**PETUNJUK TUGAS**
1 - Kembalikan bagian artikel tentang perpanjangan kontrak PKP2B mulai dari "Direktur Jenderal Pertambangan" dan berakhir pada "mendapatkan perpanjangan kontrak.", tanpa mengubah satu kata pun.
2 - Tolong sebutkan tanggal habisnya masa kontrak PT Kaltim Prima Coal menurut artikel tentang perpanjangan kontrak PKP2B.

**TEKS YANG DIBERIKAN**
Tujuh PKP2B Bisa Perpanjang Kontraknya

SIAR.Com, Jakarta — Dalam lima tahun kedepan setidaknya ada tujuh Perjanjian Karya Pengusahaan Pertambangan Batu Bara (PKP2B) Generasi I yang akan habis masa kontraknya. Ketujuh PKP2B tersebut bisa mendapatkan perjanjangan masa kontrak selama 20 tahun (2 x 10 tahun), Rabu (20/11), di Grha Bimasena Hotel Dharmawangsa Jakarta.
Direktur Jenderal Pertambangan Batu Bara dan Mineral, Kementerian Energi dan Sumber Daya Mineral (ESDM), Bambang Gatot Ariyono mengatakan, sepanjang memenuhi ketentuan yang tertuang dalam Undang-Undang Mineral dan Batu Bara (UU Minerba), maka para pemegang PKP2B bisa secara otomatis mendapatkan perpanjangan kontrak.
“Kami fair saja. Perpanjangan kontrak sudah tertulis dalam undang-undang (PKP2B diatur oleh UU Pertambangan No. 11/1967, red), namun kendati otomatis bisa diperpanjang, wilayah PKP2B tidak seluas wilayah semula,” katanya.
Ketujuh PKP2B itu adalah PT Arutmin Indonesia (habis masa kontrak pada 1 November 2020), PT Kendilo Coal (13 September 2021), PT Kaltim Prima Coal (31 Desember 2021), PT Multi Harapan Utama (1 April 2022), PT Adaro Indonesia (1 Oktober 2022), PT Kideco Jaya Agung (13 Maret 2023), dan PT Berau Coal (26 April 2025). Adapun PT Tanito Harum, yang masa kontraknya habis pada Januari 2019 perpanjangan kontraknya dibatalkan oleh Menteri ESDM periode 2014-2019 Ignasius Jonan.
Sementara Mantan Menteri Pertambangan dan pendiri Bimasena, Soebroto menyarankan kepada pemerintah agar lebih intensif membahas semua permasalahan dengan para pengusaha, termasuk membahas masalah mengenai industri batu bara.
“Dahulu pemerintah dan pengusaha sangat intensif membahas berbagai isu. Pemerintah sekarang juga sebaiknya bisa seperti dulu,” sarannya.
Tentang kepastian investasi, Ketua ESDM Asosiasi Pengusaha Indonesia (Apindo) Sammy Hamzah mengapresiasi baik kepastian regulasi mengenai perpanjangan kontrak yang disampaikan oleh Dirjen Minerba.

**ENTRI TERSIMPAN**
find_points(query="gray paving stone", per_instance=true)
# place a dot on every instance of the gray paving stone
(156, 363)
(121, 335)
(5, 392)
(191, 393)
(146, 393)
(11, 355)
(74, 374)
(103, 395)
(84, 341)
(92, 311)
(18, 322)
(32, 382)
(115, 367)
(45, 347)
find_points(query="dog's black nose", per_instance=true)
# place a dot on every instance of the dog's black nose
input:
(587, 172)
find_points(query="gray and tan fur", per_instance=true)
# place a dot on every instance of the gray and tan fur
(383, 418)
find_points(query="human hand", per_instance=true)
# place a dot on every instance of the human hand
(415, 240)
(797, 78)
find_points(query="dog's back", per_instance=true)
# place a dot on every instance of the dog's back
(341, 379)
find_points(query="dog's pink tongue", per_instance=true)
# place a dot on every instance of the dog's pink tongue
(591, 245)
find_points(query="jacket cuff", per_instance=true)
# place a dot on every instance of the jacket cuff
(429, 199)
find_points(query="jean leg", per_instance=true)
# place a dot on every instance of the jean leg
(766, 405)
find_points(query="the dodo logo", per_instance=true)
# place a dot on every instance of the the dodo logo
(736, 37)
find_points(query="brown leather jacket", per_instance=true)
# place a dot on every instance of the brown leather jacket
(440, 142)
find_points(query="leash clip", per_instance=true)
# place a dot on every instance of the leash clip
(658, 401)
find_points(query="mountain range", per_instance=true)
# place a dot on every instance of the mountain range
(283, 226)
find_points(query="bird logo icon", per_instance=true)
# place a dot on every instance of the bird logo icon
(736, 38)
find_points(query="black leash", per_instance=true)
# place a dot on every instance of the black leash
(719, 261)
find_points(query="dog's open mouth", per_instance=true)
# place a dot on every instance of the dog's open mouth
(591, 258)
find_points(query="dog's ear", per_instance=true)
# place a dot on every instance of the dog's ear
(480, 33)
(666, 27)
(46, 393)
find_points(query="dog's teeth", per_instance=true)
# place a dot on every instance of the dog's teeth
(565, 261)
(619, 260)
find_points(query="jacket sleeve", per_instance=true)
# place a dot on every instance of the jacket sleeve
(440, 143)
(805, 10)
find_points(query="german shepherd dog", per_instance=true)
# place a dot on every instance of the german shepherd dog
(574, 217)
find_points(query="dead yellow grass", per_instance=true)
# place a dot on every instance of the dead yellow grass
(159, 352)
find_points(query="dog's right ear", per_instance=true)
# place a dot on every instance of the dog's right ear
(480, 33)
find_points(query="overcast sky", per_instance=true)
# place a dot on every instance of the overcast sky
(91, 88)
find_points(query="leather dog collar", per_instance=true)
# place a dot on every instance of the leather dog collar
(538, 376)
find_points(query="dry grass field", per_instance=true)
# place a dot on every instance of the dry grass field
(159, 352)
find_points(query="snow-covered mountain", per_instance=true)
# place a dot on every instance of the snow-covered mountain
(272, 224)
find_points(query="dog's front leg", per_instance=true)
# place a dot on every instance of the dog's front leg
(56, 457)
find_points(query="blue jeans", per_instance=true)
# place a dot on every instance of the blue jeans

**JAWABAN SOAL**
1 -
Direktur Jenderal Pertambangan Batu Bara dan Mineral, Kementerian Energi dan Sumber Daya Mineral (ESDM), Bambang Gatot Ariyono mengatakan, sepanjang memenuhi ketentuan yang tertuang dalam Undang-Undang Mineral dan Batu Bara (UU Minerba), maka para pemegang PKP2B bisa secara otomatis mendapatkan perpanjangan kontrak.

2 - 31 Desember 2021.